→ Records supplied
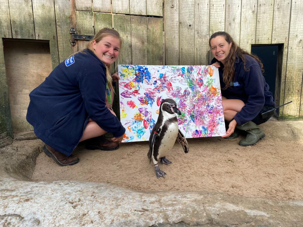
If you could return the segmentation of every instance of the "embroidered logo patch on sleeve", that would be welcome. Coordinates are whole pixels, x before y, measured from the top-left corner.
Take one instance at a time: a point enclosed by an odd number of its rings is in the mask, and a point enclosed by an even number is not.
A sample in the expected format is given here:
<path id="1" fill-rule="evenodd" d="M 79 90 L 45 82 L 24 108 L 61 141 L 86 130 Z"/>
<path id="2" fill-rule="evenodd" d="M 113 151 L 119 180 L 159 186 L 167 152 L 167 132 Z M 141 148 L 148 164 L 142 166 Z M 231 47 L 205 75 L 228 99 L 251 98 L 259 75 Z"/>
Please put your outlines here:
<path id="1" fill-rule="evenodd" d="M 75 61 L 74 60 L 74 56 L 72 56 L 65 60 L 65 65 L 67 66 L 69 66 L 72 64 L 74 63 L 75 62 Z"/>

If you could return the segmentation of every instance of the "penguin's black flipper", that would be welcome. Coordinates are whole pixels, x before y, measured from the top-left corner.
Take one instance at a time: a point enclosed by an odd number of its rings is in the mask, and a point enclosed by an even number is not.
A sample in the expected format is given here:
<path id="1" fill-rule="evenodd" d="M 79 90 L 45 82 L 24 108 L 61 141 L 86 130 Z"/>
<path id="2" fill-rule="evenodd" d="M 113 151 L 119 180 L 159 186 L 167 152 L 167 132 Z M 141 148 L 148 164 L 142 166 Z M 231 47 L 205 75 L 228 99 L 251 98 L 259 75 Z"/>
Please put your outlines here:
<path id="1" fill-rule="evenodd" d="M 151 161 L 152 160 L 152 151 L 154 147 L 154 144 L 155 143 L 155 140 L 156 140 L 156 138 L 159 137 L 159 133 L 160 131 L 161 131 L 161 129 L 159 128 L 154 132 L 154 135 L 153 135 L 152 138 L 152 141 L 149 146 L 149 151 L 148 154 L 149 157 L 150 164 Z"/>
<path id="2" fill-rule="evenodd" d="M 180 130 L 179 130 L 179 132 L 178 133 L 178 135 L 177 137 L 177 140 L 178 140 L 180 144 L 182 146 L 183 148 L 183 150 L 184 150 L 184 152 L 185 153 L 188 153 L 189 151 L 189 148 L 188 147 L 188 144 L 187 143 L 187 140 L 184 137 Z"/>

→ Prompt
Copy all of the entries above line for line, leaving out the pictures.

→ Task answer
If you could return the segmentation of every instance of the "embroidered logo patch on sleeve", that would be welcome. Coordinates are whole pixels, x before y, measured from the top-left corner.
Take one instance at a time: a point enclosed by an odd number of its rings is in the mask, and a point enclosed by an even number is not.
A sample in the expected format is given here:
<path id="1" fill-rule="evenodd" d="M 79 90 L 45 82 L 24 108 L 61 141 L 86 130 Z"/>
<path id="2" fill-rule="evenodd" d="M 113 151 L 119 180 L 159 186 L 167 152 L 167 132 Z M 141 148 L 148 164 L 142 166 Z M 231 47 L 205 75 L 228 99 L 251 98 L 259 75 Z"/>
Please put your outlines here:
<path id="1" fill-rule="evenodd" d="M 75 61 L 74 60 L 74 56 L 72 56 L 65 60 L 65 65 L 67 66 L 69 66 L 72 64 L 74 63 L 75 62 Z"/>

If you could return the segmentation of every instance of the "penguin's black flipper", that would be welcome. Coordinates are whole pixels, x before y, measured from the top-left corner.
Take one instance at a time: a point enclosed by an odd number of its rings is in the mask, and a point enclosed by an even number is not.
A sample in the expected format is given here:
<path id="1" fill-rule="evenodd" d="M 79 90 L 45 82 L 24 108 L 61 141 L 86 130 Z"/>
<path id="2" fill-rule="evenodd" d="M 113 151 L 119 180 L 159 186 L 167 152 L 167 132 Z M 141 148 L 148 164 L 142 166 Z M 231 47 L 205 75 L 228 99 L 251 98 L 259 75 Z"/>
Please put your outlines here:
<path id="1" fill-rule="evenodd" d="M 151 161 L 152 160 L 152 151 L 154 147 L 154 144 L 155 143 L 155 140 L 156 140 L 156 138 L 159 137 L 159 133 L 160 131 L 161 131 L 161 129 L 159 128 L 154 132 L 154 135 L 153 135 L 152 138 L 152 141 L 149 146 L 149 151 L 148 154 L 149 157 L 150 164 Z"/>
<path id="2" fill-rule="evenodd" d="M 180 130 L 179 130 L 179 132 L 178 133 L 178 135 L 177 137 L 177 140 L 178 140 L 180 144 L 182 146 L 183 148 L 183 150 L 184 150 L 184 152 L 185 153 L 188 153 L 189 151 L 189 148 L 188 147 L 188 144 L 187 143 L 187 140 L 184 137 Z"/>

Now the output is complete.